Referring expression data
----------------

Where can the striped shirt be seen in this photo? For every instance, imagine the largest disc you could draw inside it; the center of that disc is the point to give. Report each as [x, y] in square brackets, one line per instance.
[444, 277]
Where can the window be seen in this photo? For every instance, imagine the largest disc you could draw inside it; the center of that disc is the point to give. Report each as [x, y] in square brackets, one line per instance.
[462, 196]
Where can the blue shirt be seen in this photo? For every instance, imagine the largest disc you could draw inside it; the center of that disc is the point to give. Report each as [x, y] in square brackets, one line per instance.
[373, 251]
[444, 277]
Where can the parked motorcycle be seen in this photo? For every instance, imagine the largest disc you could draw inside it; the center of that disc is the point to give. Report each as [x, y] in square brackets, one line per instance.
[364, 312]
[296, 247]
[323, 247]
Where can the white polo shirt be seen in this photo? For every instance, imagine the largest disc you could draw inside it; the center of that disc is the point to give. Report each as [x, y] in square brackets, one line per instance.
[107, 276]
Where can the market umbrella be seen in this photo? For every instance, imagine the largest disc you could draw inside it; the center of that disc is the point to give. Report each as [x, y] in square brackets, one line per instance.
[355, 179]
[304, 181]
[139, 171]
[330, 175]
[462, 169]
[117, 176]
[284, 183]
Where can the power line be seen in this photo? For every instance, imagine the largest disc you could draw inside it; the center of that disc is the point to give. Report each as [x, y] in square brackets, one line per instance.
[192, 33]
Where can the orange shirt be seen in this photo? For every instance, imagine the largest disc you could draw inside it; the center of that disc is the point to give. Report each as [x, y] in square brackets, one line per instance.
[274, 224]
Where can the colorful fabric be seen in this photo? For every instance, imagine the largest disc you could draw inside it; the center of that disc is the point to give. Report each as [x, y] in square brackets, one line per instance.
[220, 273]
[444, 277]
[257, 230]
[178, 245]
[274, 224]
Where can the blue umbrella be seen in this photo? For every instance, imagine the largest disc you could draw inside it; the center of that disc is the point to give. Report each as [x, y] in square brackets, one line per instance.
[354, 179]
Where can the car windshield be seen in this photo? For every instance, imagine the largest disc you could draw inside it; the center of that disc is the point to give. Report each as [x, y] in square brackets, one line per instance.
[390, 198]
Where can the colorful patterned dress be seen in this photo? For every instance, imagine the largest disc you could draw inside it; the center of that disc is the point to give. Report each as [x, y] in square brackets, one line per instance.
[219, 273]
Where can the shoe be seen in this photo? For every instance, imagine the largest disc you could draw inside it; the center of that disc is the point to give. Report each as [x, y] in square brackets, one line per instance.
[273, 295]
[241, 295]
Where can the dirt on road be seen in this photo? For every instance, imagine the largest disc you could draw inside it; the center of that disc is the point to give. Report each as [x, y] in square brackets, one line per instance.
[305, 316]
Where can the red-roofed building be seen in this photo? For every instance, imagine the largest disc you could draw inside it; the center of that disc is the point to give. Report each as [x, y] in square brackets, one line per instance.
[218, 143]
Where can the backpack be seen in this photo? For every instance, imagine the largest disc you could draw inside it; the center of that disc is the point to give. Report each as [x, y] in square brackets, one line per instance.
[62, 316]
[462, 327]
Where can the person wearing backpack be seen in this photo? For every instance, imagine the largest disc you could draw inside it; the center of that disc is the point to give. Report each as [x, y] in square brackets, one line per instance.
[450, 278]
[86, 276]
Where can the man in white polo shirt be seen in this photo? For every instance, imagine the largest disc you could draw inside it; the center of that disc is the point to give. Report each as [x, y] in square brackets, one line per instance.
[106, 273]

----------------

What you need to do: Provide a verbatim copy of all the entries.

Task response:
Where can the striped shirt be seen in this photo? For every instance, imagine the largest disc you could draw inside it; the center of that disc is the point to give. Report each as [x, y] in square brackets, one line per instance.
[444, 277]
Where can the window be seen in this photo? For every instance, imagine the largest disc you could draw inside it; the center of that disc is the point to give. Report each as [x, y] in square brackets, one line per instance.
[462, 196]
Where can the blue shirt be seen in this photo? For every instance, imagine the largest disc you could draw inside it; the center of that disc is the point to give. Report each as [x, y] in square brackets, one line per instance.
[373, 251]
[444, 277]
Where can the parked motorcycle be seen in this photo? For every instance, imagine the largest disc you could draw inside it; the center of that disc is the point to give. Report each as [x, y] in square brackets, one line per instance.
[364, 312]
[296, 247]
[323, 247]
Where can the white polo shirt be seen in this photo? For every instance, imagine the largest disc you could draw inside it; the center of that disc is the point to give. Report each as [x, y] in square brackets, one line per instance.
[107, 276]
Where can the market umbrella be seen in this photo? For every instance, imagine the largest disc you could draw inside it; the center of that disc is the point to give. Report each as [x, y] in square brackets, one line per instance.
[355, 179]
[304, 181]
[139, 171]
[330, 175]
[462, 169]
[117, 176]
[284, 183]
Where can the power line be seen in this photo? For every instance, imagine the largest disc you could draw inside it; the center of that disc is the point to give. Report each as [x, y] in square brackets, one line per instance.
[192, 33]
Where can the orange shirt be seen in this photo? For every instance, imagine the largest disc you could draw inside it; the center of that disc is the point to give. Report each as [x, y] in square brackets, one line per instance.
[274, 224]
Where can the colorful fabric be seen in this photo? For every instance, imagine the largest disc you could draw inside it; the center of that disc is the point to give. Report each as [x, y] in square brackets, one line per instance.
[220, 273]
[444, 277]
[257, 230]
[178, 245]
[274, 224]
Where can the blue umbrella be seen in this photo? For every instance, imagine the largest disc you could draw inside it; the center of that disc is the point to give. Report each as [x, y] in square brackets, one line per instance.
[354, 179]
Where can the car windshield be seen in this photo? For every instance, imagine the largest disc you could draw inside it; the center of that disc is the point to give. Report each as [x, y] in square brackets, one line per instance.
[390, 198]
Where can the colorful patterned dress be seen in this photo? For every instance, imagine the largest disc you could draw inside it; the center of that disc is the point to give. Report each as [x, y] in square brackets, one line per instance.
[219, 273]
Where can the shoe be seen in this photo? For every instance, imagine the largest disc you could draw inside it; the center of that disc is the point to give. Report each as [x, y] in square brackets, one line per instance.
[273, 295]
[241, 295]
Where can the dirt on road be seen in this photo? For every instance, imagine the largest disc you could draw inside it; the center of that disc is the point to give. Report each as [x, y] in square brackets, one line per instance.
[305, 316]
Where can the red-roofed building be seen in this photo? For every instance, imagine the largest disc you could draw inside it; the center of that disc is the point to give. Report each as [x, y] in square brackets, one line per instance.
[218, 143]
Where can the backpack be seen in this photo? For every instance, imagine the largest disc you could draw inside it; the center of that disc is the point to give. Report each as [x, y] in square brackets, one line per instance.
[62, 316]
[462, 327]
Where can the person wearing backpack be seen in this photo? For every instance, imagine the largest disc you could draw inside it; the center of that disc is the point to give. Report each as [x, y] in square brackets, one line per instance.
[450, 278]
[86, 276]
Where can the man in white polo shirt be seen in this photo? For every instance, imagine the largest disc you could draw inside it; the center of that disc is the point to give. Report each as [x, y] in square brackets, one line per instance.
[106, 273]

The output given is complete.